Write out all of the entries below, keeping every line unchanged.

··· Input for this task

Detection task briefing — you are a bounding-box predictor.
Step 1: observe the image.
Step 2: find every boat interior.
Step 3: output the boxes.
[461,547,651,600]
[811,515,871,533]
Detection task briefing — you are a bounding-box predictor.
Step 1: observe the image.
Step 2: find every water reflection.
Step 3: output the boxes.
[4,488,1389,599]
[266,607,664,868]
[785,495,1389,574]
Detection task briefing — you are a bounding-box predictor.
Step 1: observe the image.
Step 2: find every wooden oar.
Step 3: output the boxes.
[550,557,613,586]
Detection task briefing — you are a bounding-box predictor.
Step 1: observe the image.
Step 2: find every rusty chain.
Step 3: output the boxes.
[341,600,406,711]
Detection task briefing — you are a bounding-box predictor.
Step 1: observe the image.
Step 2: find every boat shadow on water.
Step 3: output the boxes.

······

Written response:
Detection task briefing — you are a bounding-box predictor.
Step 1: observe the image.
Step 2: find every boat interior.
Step 3: output the boxes.
[461,547,651,600]
[811,515,871,533]
Detection task briefing — you are a bounding-box predictor.
Step 1: observe the image.
Step 2: find every water reflection.
Step 3: output the boxes.
[4,488,1389,599]
[266,607,664,868]
[785,495,1389,574]
Detection task briefing — you are a bounding-box predictor.
Step 1: observe the image.
Step 2: find every wooden oar.
Step 3: output the boxes.
[550,557,613,586]
Detection task briefing — you are a bounding-box predictor.
Step 1: observe the image.
Step 2: find every rusty chain.
Step 3: output the boxes.
[341,600,406,711]
Detection task briefing — you are a bounding-box predictor.
Step 1: observe the image.
Step 2: find every boat shadow on water.
Step 3: output the boxes.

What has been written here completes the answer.